# [Consegna 1]
Ricopia parola per parola il brano del testo sul pagamento della PS5, iniziando da "Se trasferisci soldi" e finendo con "soldi dal corriere.".

# [Testo]
──────

Fai bene perché una volta che hai pagato devi pregare che spedisca e non si tenga i soldi


----------



## chicagousait (1 Dicembre 2020)

Un mese fa ho fatto un reso di un computer; io andrei con l'assicurata, meglio essere prudenti.

Se spedisci tramite corriere, devi trovare chi accetta il contrassegno


----------



## Milo (2 Dicembre 2020)

Grazie ragazzi domani gli propongo PayPal allora


----------



## Milo (2 Dicembre 2020)

Niente, non ne vuole sapere, solo contrassegno o vado io di persona, ma dista 440km da me.

Oggi mi informo sul contrassegno assicurato e tracciato ma non vi nascondo molti dubbi e paura


----------



## Milanforever26 (2 Dicembre 2020)

Andris ha scritto:


> è proprio indispensabile farti pagare così ?
> neanche una ricarica postepay può fare ?



andiamo dai tu compreresti una PS5 pagando con una ricarica su prepaata?..non mi fiderei nemmeno di paypal se non è venditore sicuro..se prendo da privato pure io vorrei il contrassegno: arriva, controllo, pago.

E già così il rischio c'è ancora perché magari poi non funziona.


----------



## Milo (2 Dicembre 2020)

Milanforever26 ha scritto:


> andiamo dai tu compreresti una PS5 pagando con una ricarica su prepaata?..non mi fiderei nemmeno di paypal se non è venditore sicuro..se prendo da privato pure io vorrei il contrassegno: arriva, controllo, pago.
> 
> E già così il rischio c'è ancora perché magari poi non funziona.



PayPal non è Postepay, sei assicurato se succede qualcosa ti rimborsano


----------



## Manue (2 Dicembre 2020)

Milo ha scritto:


> PayPal non è Postepay, sei assicurato se succede qualcosa ti rimborsano



Sei assicurato solo se trasferisci i soldi con modalità beni e servizi, 
ed il venditore paga il 4% di commissione a PayPal.

Se trasferisci soldi ad amici, 
non sei assicurato, 
ed il "venditore" non paga le commissioni.

Io ti consiglio Paypal, 
ma ti consiglio anche di caricare il 4% di commissioni a lui.
E spedisci solo quando vedi il soldi sul tuo conto Paypal.

Detto questo, 
assicura comunque il prodotto con il corriere, qualsiasi esso sia, 
se arriva danneggiato ovviamente il compratore non lo accetterà, ma tu recuperi i soldi dal corriere.


----------



## Manue (2 Dicembre 2020)

Milanforever26 ha scritto:


> andiamo dai tu compreresti una PS5 pagando con una ricarica su prepaata?..non mi fiderei nemmeno di paypal se non è venditore sicuro..se prendo da privato pure io vorrei il contrassegno: arriva, controllo, pago.
> 
> E già così il rischio c'è ancora perché magari poi non funziona.



Paypal è una garanzia.
La vera domanda è, 
tu venderesti la tua ps5 ad un tipo che ti deve pagare con il contrassegno?

──────

# [Record da usare]
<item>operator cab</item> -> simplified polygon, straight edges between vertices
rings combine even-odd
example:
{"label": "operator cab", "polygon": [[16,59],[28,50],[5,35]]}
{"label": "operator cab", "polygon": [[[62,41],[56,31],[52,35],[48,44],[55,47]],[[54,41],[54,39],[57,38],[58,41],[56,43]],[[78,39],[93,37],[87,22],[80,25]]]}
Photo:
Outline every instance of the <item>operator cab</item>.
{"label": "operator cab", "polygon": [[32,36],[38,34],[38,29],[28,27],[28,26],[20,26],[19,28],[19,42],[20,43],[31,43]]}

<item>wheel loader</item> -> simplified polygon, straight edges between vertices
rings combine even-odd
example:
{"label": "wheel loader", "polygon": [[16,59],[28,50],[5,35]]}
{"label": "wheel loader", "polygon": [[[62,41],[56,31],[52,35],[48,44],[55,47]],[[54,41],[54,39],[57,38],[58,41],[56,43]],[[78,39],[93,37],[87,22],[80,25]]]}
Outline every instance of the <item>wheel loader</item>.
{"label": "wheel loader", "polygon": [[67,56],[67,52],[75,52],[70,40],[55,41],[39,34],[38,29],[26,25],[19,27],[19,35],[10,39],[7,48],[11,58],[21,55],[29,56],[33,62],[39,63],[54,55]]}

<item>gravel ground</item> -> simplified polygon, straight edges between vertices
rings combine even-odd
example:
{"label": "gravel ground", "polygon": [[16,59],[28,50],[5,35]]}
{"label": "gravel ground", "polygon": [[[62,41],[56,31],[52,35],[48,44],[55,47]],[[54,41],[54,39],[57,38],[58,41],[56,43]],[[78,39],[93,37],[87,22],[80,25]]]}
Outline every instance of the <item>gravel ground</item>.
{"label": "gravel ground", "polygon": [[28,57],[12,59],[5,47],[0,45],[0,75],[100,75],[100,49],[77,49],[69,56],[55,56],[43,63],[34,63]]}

──────

# [Consegna 2]
Nei record, cambia "every instance" in "each instance" e lascia tutto il resto com'è. Riscrivi soltanto le righe che partono da quella che contiene "<item>gravel ground</item> ->" e arrivano fino alla fine dei record.

# [Soluzione svolta 1]
Se trasferisci soldi ad amici, 
non sei assicurato, 
ed il "venditore" non paga le commissioni.

Io ti consiglio Paypal, 
ma ti consiglio anche di caricare il 4% di commissioni a lui.
E spedisci solo quando vedi il soldi sul tuo conto Paypal.

Detto questo, 
assicura comunque il prodotto con il corriere, qualsiasi esso sia, 
se arriva danneggiato ovviamente il compratore non lo accetterà, ma tu recuperi i soldi dal corriere.

# [Soluzione svolta 2]
<item>gravel ground</item> -> simplified polygon, straight edges between vertices
rings combine even-odd
example:
{"label": "gravel ground", "polygon": [[16,59],[28,50],[5,35]]}
{"label": "gravel ground", "polygon": [[[62,41],[56,31],[52,35],[48,44],[55,47]],[[54,41],[54,39],[57,38],[58,41],[56,43]],[[78,39],[93,37],[87,22],[80,25]]]}
Outline each instance of the <item>gravel ground</item>.
{"label": "gravel ground", "polygon": [[28,57],[12,59],[5,47],[0,45],[0,75],[100,75],[100,49],[77,49],[69,56],[55,56],[43,63],[34,63]]}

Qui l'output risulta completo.